>> START Page excerpt

Jump to content
  • 0

Drives dedicated to MECE file set vs duplicates file set?


blueman2

Question

I changed the configuration on my system so that I have one (slower) drive dedicated to duplication.  My rationale is that  using Read Striping, I should get better access times since I will always have one copy (either the single on if no duplication, or the 'original' of the duplicate) on a faster drive.  And only duplicates on the slower drive.  Also, the slower drive has a few re-allocated sectors, and if it does die, I will not lose any unduplicated material if I keep only duplicates on it.    

 

However, the system is not balancing correctly for one of the drives.  Here is balancer setup:

 

jybbg0T.png

 

 

Any my Balancer settings

 

1kiXLm5.png

 

 

And here is where I am stuck:

 

 

mQw0aRK.png

 

 

No matter how many times I tell it to rebalance, it will not do it.  I will spend about 10 minutes doing the "Bucket Lists" thing, but then just stops and the "Pool no optimal" state.  

 

I tried deleting all the program data and re-installing, but after much time reindexing, it just returns to the same not optimized state.  

 

Any ideas what is going on?

>> END Page excerpt

» **Instructions**:
a. According to the forum thread about drive balancing, why did the poster set aside the slower drive for duplicates only? Answer in one to three sentences.
b. Write what comes next in the forum thread about the pool that won't rebalance, picking up after its final line.
The records have no connection to the forum thread about drive balancing.

>> START Extracted entries

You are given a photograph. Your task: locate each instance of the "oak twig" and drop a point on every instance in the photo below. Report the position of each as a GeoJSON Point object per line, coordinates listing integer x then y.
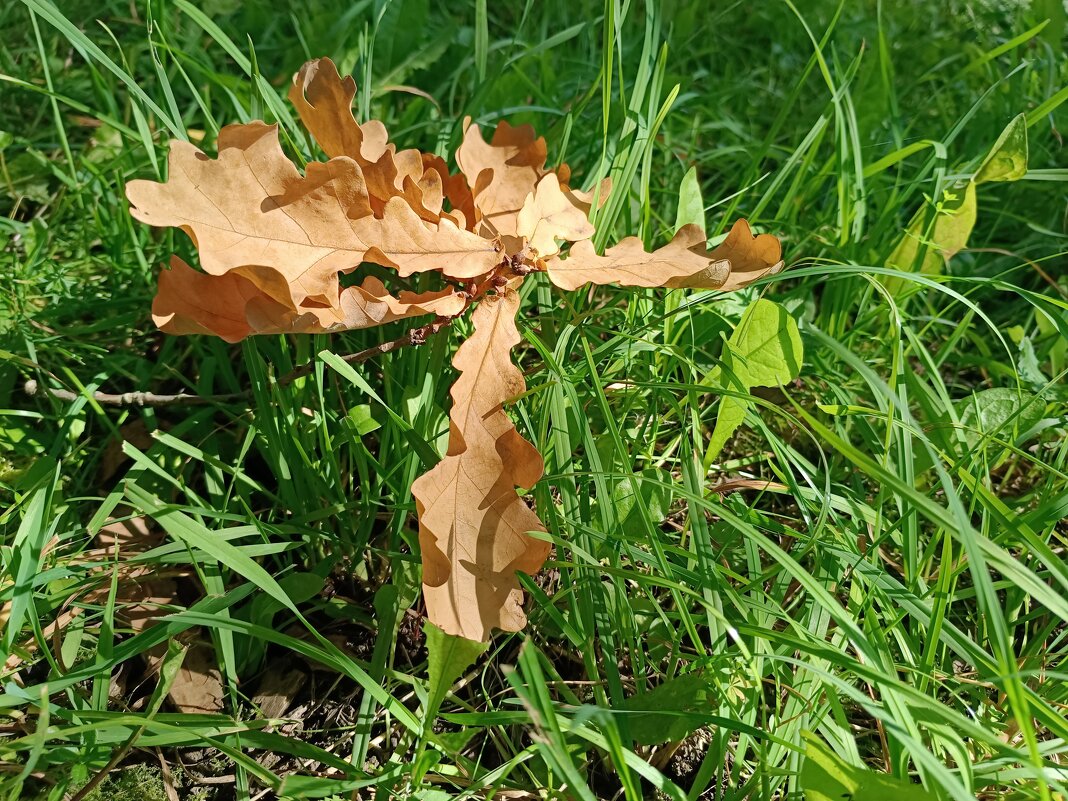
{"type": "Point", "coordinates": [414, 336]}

>> END Extracted entries
>> START Extracted entries

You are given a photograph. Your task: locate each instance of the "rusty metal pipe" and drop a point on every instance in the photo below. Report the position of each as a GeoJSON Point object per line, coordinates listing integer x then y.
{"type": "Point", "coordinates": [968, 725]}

>> END Extracted entries

» **Answers for this exercise**:
a. With Read Striping, one copy of every file would always sit on a faster drive, which the poster expected to improve access times. The slower drive also has a few reallocated sectors, so keeping only duplicates on it means no unduplicated material would be lost if it fails.

b.
Link to comment
Share on other sites

11 answers to this question

Recommended Posts

  • 0

It's because you have Data1 set for only unduplicated files. Your settings are telling DrivePool that you only want duplicated files on Data3 but the files are duplicated so they have to go somewhere and that's why your pool isn't "balanced". You can't think of the duplicated files as a second copy, it just means that a file is duplicated and should have 2 copies at all times, not that the specific file on Data3 is a duplicate of some file.

 

To fix your issue, set Data1 to have duplicated and unduplicated files so you just need to check the duplicated box. You might have to remeasure afterwards.

Link to comment
Share on other sites

  • 0

It's because you have Data1 set for only unduplicated files. Your settings are telling DrivePool that you only want duplicated files on Data3 but the files are duplicated so they have to go somewhere and that's why your pool isn't "balanced". You can't think of the duplicated files as a second copy, it just means that a file is duplicated and should have 2 copies at all times, not that the specific file on Data3 is a duplicate of some file.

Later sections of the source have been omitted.